* **Sayfa Alıntısı**:
━━━━
Yerdeki bütün ölçü ve dengeler; akıl, idrak ve muhakemeye uygun İlahî takdirlerdir.
İslâm’daki rahmet, Kur’an semasındandır. Kur’an Medeniyeti’nin esasları / temelleri müsbettir.
Saadet ve mutluluk çarkı, bu müspet esaslar üzere döner.
Dayanak noktası, kuvvete bedel haktır.
Hakkın devamlı gereği ise, adalet, dengeli ve ölçülü davranmaktır.
Birbirine denk olmak üzere harekettir. Çünkü selâmet bundan çıkar.
Böylece şekavet / sıkıntı, sızlanma ve mutsuzluk zail, yok olur, ortadan kalkar.
Hedefinde; menfaat yerine fazilet vardır. Faziletin gereği ise,
Muhabbet, birbirine yakınlık hissetme ve birbirini cezbetmedir.
Bundan da, mutluluk ve saadet çıkar. Zail, yok olur adavet ve düşmanlık.
Hayattaki prensibi: Cidal / mücadele, kavga, kıtal / birbirini öldürme yerine
Teavün / yardımlaşma düsturudur. O düsturun şe’ni / gereği ise,
İttihad / birlik ve tesanüd / dayanışma olup, bu şekilde toplum canlanır.
Bir hizmetmiş gibi görülen hevâ – heves yerine hidayeti / doğru yolu göstermek.
O hüda / hak ve doğru yolun gereği ise, insana lâyık tarzda terakkî etmek / gelişme, ilerleme
Ve refahet / bolluk, bereket ve rahatlığın kapısını açmak.
Ruha lâzım surette tenevvür edip nurlanarak aydınlanmak.
Tekâmül ederek yükselme ve olgunlaşmaktır.
Kitleler içinde vahdet / birlik cihetini tardeden unsuriyet / ırkçılık, -dikkat müspet değil-
Menfi milliyet yerine; din, dil bağını geçirmektir. Zira, din dil bir ise millet birdir.
Canım Türkiyemiz’de ise, Din de birdir, Dil de birdir.
Ortak Dinimiz İslâm, Ortak Dilimiz Türkçe’dir.
Nitekim Hz. Muhammed’e sorarlar: “Arap kimdir?”
Muhteşem bir cevap verir: “Arapça konuşandır.”
Demek ki, “Türk kimdir?” sorusuna verilecek cevap da: “Türkçe konuşan.” olmalı.
Çünkü millet; şüphesiz ki, aynı doğuşta olanlarla birlikte, menşe’leri ne olursa olsun,
Aynı oluşta olanların birliğinden meydana gelen, bölünmez bir bütündür.
Nitekim, “İstiklâl Marşı”mızı yazan ve aslen Arnavud olan Mehmed Âkif’i
“Türk” saymamak mümkün mü?
Velhasıl, ittihad ve birlik cihetinin başta gelen gereği, samimi bir uhuvvet ve kardeşliktir.
━━━━
* **Ham Veri**:
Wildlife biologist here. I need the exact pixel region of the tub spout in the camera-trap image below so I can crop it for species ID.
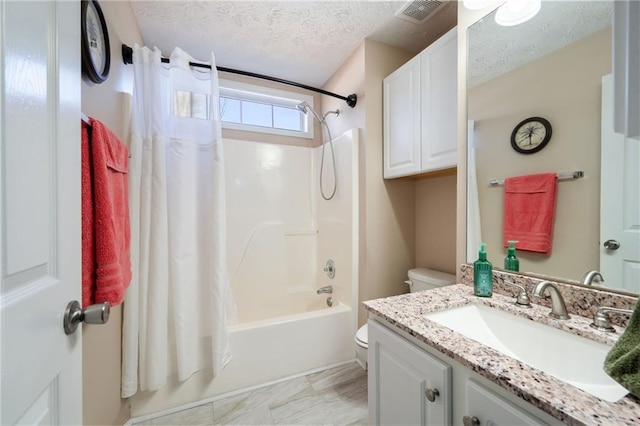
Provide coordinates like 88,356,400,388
316,285,333,294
━━━━
* **Yapılacak İşler**:
A – Sayfa alıntısında "Yerdeki bütün ölçü" ile "esasları / temelleri müsbettir." arasında kalan kısmı, bu iki ifade de dahil, hiç değiştirmeden yazın.
B – Sayfa alıntısındaki "Ortak Dinimiz İslâm, Ortak Dilimiz Türkçe’dir." cümlesini İngilizceye çevirin.
C – Sayfa alıntısına göre Hz. Muhammed "Arap kimdir?" sorusuna nasıl cevap verir?

* **Görev Cevapları**:
A –
Yerdeki bütün ölçü ve dengeler; akıl, idrak ve muhakemeye uygun İlahî takdirlerdir.
İslâm’daki rahmet, Kur’an semasındandır. Kur’an Medeniyeti’nin esasları / temelleri müsbettir.

B – Our common religion is Islam, our common language is Turkish.

C – "Arapça konuşandır." diye cevap verir.